Dataset records
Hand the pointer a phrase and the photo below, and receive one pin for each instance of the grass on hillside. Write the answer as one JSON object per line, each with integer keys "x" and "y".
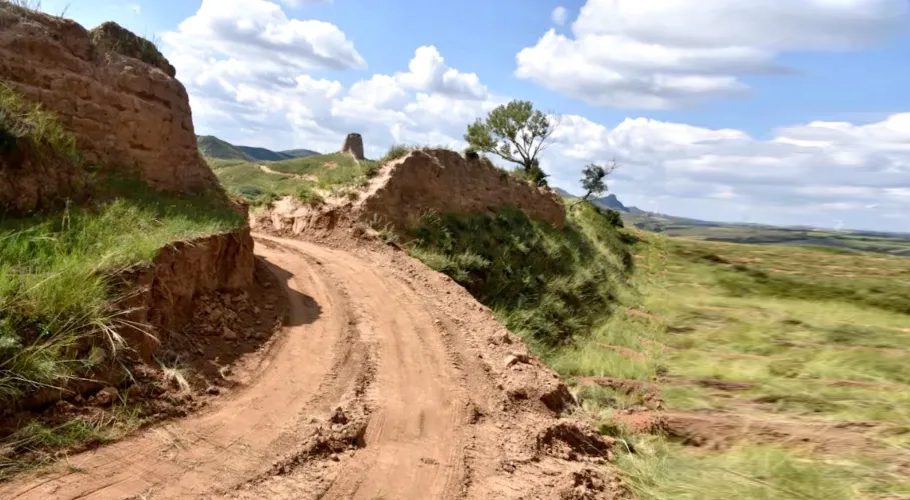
{"x": 56, "y": 269}
{"x": 24, "y": 125}
{"x": 547, "y": 284}
{"x": 836, "y": 241}
{"x": 308, "y": 178}
{"x": 55, "y": 266}
{"x": 814, "y": 334}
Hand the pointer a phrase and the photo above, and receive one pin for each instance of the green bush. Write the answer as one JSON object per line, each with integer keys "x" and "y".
{"x": 549, "y": 284}
{"x": 396, "y": 151}
{"x": 57, "y": 314}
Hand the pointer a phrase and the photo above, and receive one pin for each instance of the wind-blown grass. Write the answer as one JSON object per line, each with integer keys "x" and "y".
{"x": 20, "y": 121}
{"x": 307, "y": 178}
{"x": 57, "y": 314}
{"x": 546, "y": 283}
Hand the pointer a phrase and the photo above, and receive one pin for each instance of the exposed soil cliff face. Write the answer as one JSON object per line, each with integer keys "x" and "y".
{"x": 168, "y": 290}
{"x": 425, "y": 180}
{"x": 443, "y": 181}
{"x": 111, "y": 89}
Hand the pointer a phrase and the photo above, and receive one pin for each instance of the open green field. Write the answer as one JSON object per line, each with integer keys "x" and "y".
{"x": 310, "y": 178}
{"x": 789, "y": 364}
{"x": 862, "y": 241}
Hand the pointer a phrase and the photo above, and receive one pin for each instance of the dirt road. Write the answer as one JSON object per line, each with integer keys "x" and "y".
{"x": 388, "y": 381}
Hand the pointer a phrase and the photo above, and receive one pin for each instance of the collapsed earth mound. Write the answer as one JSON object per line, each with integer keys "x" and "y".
{"x": 424, "y": 181}
{"x": 112, "y": 90}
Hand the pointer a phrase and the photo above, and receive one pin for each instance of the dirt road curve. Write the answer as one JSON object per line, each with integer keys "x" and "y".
{"x": 389, "y": 381}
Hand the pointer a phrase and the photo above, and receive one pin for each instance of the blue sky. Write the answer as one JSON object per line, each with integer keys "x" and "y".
{"x": 780, "y": 112}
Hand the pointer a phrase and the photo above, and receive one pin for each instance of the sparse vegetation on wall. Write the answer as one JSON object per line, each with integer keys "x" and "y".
{"x": 308, "y": 179}
{"x": 550, "y": 285}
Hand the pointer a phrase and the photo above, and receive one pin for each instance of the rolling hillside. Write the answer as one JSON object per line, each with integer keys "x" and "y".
{"x": 213, "y": 147}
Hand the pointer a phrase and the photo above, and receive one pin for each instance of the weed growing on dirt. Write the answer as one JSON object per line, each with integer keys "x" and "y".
{"x": 659, "y": 470}
{"x": 56, "y": 295}
{"x": 708, "y": 311}
{"x": 395, "y": 152}
{"x": 547, "y": 284}
{"x": 308, "y": 178}
{"x": 21, "y": 122}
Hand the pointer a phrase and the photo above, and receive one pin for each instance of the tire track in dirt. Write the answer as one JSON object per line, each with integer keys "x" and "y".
{"x": 389, "y": 381}
{"x": 237, "y": 437}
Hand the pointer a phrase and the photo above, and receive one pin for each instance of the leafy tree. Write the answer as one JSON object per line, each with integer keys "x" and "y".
{"x": 592, "y": 179}
{"x": 515, "y": 132}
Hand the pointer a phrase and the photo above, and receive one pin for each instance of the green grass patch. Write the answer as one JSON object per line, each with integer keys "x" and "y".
{"x": 56, "y": 297}
{"x": 26, "y": 126}
{"x": 662, "y": 470}
{"x": 547, "y": 284}
{"x": 309, "y": 178}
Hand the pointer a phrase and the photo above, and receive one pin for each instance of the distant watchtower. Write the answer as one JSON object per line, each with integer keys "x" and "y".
{"x": 353, "y": 144}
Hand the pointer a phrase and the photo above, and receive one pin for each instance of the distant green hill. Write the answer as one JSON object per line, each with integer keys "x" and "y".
{"x": 299, "y": 153}
{"x": 261, "y": 154}
{"x": 213, "y": 147}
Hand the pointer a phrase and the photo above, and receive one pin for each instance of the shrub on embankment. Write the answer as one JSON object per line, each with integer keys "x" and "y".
{"x": 548, "y": 284}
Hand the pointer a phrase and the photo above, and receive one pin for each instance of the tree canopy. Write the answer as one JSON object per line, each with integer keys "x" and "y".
{"x": 515, "y": 132}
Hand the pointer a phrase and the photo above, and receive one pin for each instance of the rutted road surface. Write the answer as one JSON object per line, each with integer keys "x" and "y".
{"x": 389, "y": 381}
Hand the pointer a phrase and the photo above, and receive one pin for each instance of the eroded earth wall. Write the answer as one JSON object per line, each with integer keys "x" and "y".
{"x": 111, "y": 89}
{"x": 443, "y": 181}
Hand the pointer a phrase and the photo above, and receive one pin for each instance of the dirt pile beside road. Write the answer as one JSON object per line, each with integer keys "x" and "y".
{"x": 404, "y": 190}
{"x": 389, "y": 380}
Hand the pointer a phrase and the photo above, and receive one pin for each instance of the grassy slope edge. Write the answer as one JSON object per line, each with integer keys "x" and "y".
{"x": 57, "y": 317}
{"x": 828, "y": 350}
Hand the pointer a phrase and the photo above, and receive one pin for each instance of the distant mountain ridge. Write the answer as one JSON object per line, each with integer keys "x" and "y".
{"x": 213, "y": 147}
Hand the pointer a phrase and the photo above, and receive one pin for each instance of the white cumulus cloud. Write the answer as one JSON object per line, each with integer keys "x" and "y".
{"x": 559, "y": 15}
{"x": 669, "y": 53}
{"x": 815, "y": 173}
{"x": 249, "y": 70}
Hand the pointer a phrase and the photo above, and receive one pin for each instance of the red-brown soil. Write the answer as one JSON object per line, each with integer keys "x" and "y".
{"x": 387, "y": 380}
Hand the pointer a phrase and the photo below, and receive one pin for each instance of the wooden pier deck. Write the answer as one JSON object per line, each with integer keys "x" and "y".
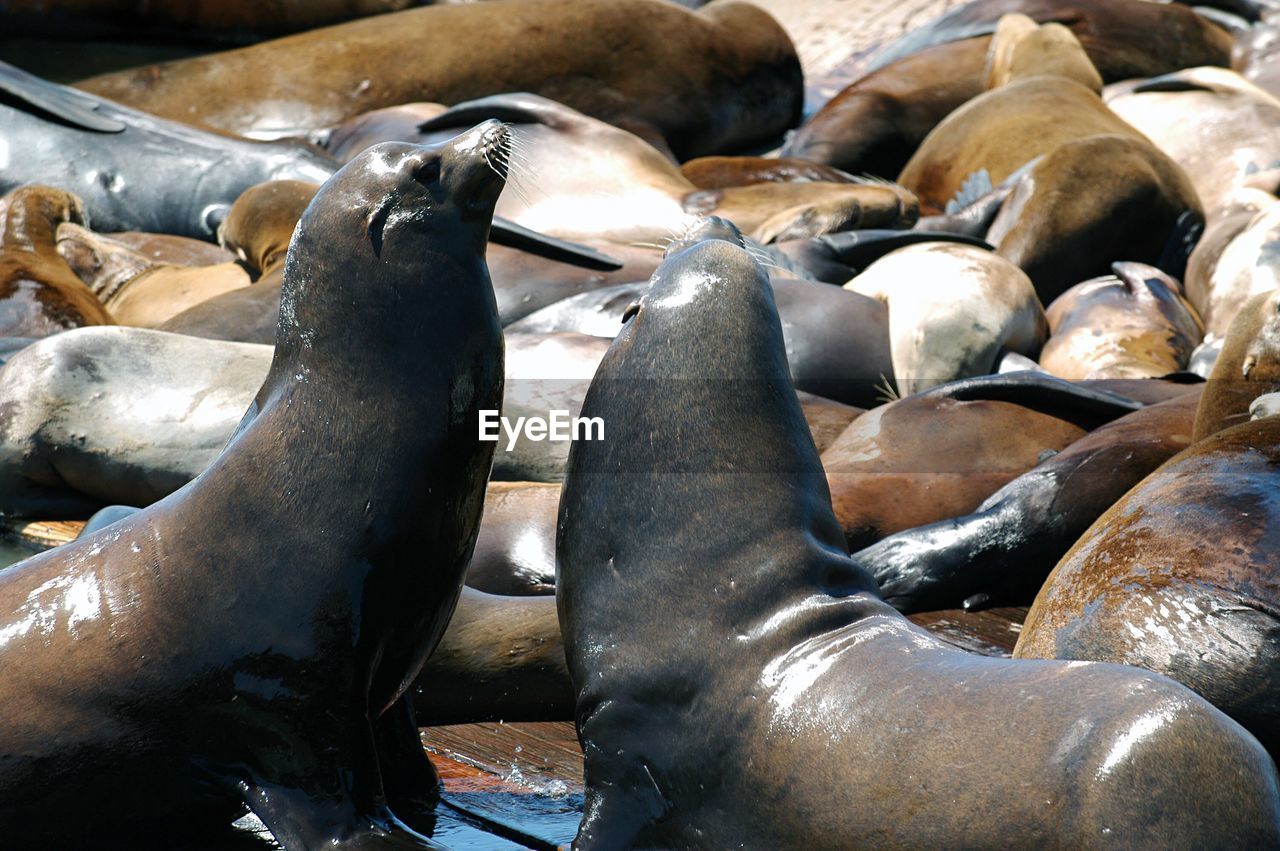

> _Task to complete_: All the records need to be printed again exactly as written, though without their pictures.

> _Response below_:
Hand the pointer a phrase and the photo below, and receive one pin for each instance of the grass on hillside. Write the answer as one JSON object per line, each with integer keys "x" and "y".
{"x": 56, "y": 269}
{"x": 24, "y": 125}
{"x": 547, "y": 284}
{"x": 836, "y": 241}
{"x": 308, "y": 178}
{"x": 55, "y": 266}
{"x": 814, "y": 334}
Hand the pointer a phrase and the photo above, and receive one pin for each instance of the green bush. Write the answer as one JSON object per line, each with integer keys "x" and "y".
{"x": 549, "y": 284}
{"x": 396, "y": 151}
{"x": 57, "y": 314}
Hand the pointer a phrase and the photo above, and receive one pin for each instance of the wind-blown grass. Write the answer as one JSON object per line, each with integer keys "x" and "y".
{"x": 20, "y": 121}
{"x": 307, "y": 178}
{"x": 57, "y": 314}
{"x": 546, "y": 283}
Hand the pointer a phrase and the photo above, and receive one pin for each instance of the exposed soil cliff face. Write the answer as one JSON object per line, each with integer keys "x" and "y".
{"x": 168, "y": 290}
{"x": 425, "y": 180}
{"x": 443, "y": 181}
{"x": 111, "y": 89}
Hand the pointer a phrase and the photo above, and receive one pin for each instance of the open green field. Write the answer as one JSON object per line, each with integer keys "x" and "y".
{"x": 310, "y": 178}
{"x": 789, "y": 364}
{"x": 862, "y": 241}
Hand the pointer a phrase and the photo above, and receive one pin for each instance of the dirt road. Write the answer as one JSON object per line, each with integer keys "x" and "y".
{"x": 388, "y": 381}
Hand the pointer a phrase and the photo above, and receive one pin for each instance of the collapsed earth mound. Write the answer as one JSON object per line, each with integer keys "x" and "y".
{"x": 424, "y": 181}
{"x": 112, "y": 90}
Hand the pointer a phrase and the photo above, and receive one pin for each instance of the dirt road curve. Write the answer as one JSON object per line, each with integer keys "x" and "y".
{"x": 389, "y": 381}
Hand the pointer a phrase and the photo above, and receive one pin for each instance of the blue sky. Write the answer as one JSON object per line, each with integer keys "x" and "y".
{"x": 780, "y": 112}
Hand the pointer a phrase and the photo above, and receive one pin for each instance of the sparse vegetation on wall. Write the answer as one JSON object per line, each with integer keys "x" and "y".
{"x": 308, "y": 179}
{"x": 550, "y": 285}
Hand the pointer a phrase and the photo above, and receive one pin for each instance of the rolling hillside. Write the answer as one JSON object per line, each with integer keys "x" and "y".
{"x": 213, "y": 147}
Hand the pointer a phrase and the photo above, and receive one pin for each instance of the weed growing on dirt. Write the answer as one JSON object per line, each with integer keys "x" and "y".
{"x": 659, "y": 470}
{"x": 56, "y": 295}
{"x": 708, "y": 311}
{"x": 395, "y": 152}
{"x": 547, "y": 284}
{"x": 308, "y": 178}
{"x": 21, "y": 122}
Hand the pointer a phrase and the photo above, and receive one pin for each instance of the tire track in dirt. Write the answer as one JSON object per line, each with integer keys "x" and "y".
{"x": 389, "y": 381}
{"x": 237, "y": 437}
Hand the pointer a phrase and the photo above, and receive one pin for each instance of the leafy tree. Write the answer as one JSON object per line, each with integer keys "x" and "y".
{"x": 592, "y": 179}
{"x": 515, "y": 132}
Hand the pointer a phrase and the photo above, and receive one pin for each instance of the green grass patch. Write the answer as one JSON object per line, each with integer keys "x" and "y".
{"x": 56, "y": 297}
{"x": 26, "y": 126}
{"x": 662, "y": 470}
{"x": 547, "y": 284}
{"x": 309, "y": 178}
Hand the pointer a phrase and the photo above, and receive one pin for each instance of the distant watchtower. Write the answer as one JSON object per line, each with integer keys "x" and "y".
{"x": 353, "y": 144}
Hand the pointer a phrase and the photo above, and receive one pin for each instance of the distant green hill. Write the answer as one JSON object per line, each with integer keys "x" and "y".
{"x": 299, "y": 153}
{"x": 261, "y": 154}
{"x": 213, "y": 147}
Hand the pointer a phrase and the photo above, and receive one pin for each instance of the shrub on embankment. Write the answer as one JSON object per line, each with integer keys "x" and "y".
{"x": 548, "y": 284}
Hand the pointer a phrase and the photo above, and receive one pin for each instance of the tree canopy. Write the answer as one JSON object per line, each with integer keys "x" and "y".
{"x": 515, "y": 132}
Hand the pointer a phrase and the photo above, and receive one pin for each instance of the rutted road surface. Write the answer as one JSON object per line, each with integer keys "x" and "y".
{"x": 389, "y": 381}
Hand the pointer a phrase and the photo above, and receive one pin for each instance of the eroded earth wall. Write the answer as one JSON object per line, each with integer keys "x" and "y".
{"x": 111, "y": 89}
{"x": 443, "y": 181}
Hand the pointer a phrase and the photo above, and receive one pin for each instance of the dirt pile beside road. Write the answer as one JSON object per line, each with integer keys "x" and "y".
{"x": 404, "y": 190}
{"x": 389, "y": 380}
Hand the pointer a phrase and the photo above, and receive one pin for each instance of the grassy slope edge. Write the answer as one JSON object per line, each with integer keys "x" and "y".
{"x": 57, "y": 317}
{"x": 828, "y": 350}
Hand the pointer a phrase and the photo above, and receive one pin for each instance of the distant mountain ridge. Write the answer as one JSON object per line, each with integer keys "x" and "y".
{"x": 213, "y": 147}
Hand the pointer a phrase and the photo above, and receive one pin for each instance of the white cumulus cloud. Write the answer as one JSON object per line, each with integer keys "x" and "y".
{"x": 559, "y": 15}
{"x": 669, "y": 53}
{"x": 815, "y": 173}
{"x": 249, "y": 70}
Hand the pointer a phrase and the photo above, and receive one pin for each instance of the red-brown soil. Write the answer as one JSON object per line, each with integer keys "x" and "y".
{"x": 387, "y": 380}
Hand the pointer a phrase and the photo below, and receive one pin for each instance of the wooden pier deck. Write the answer as one JSON object per line, each with integer keys "x" and "y".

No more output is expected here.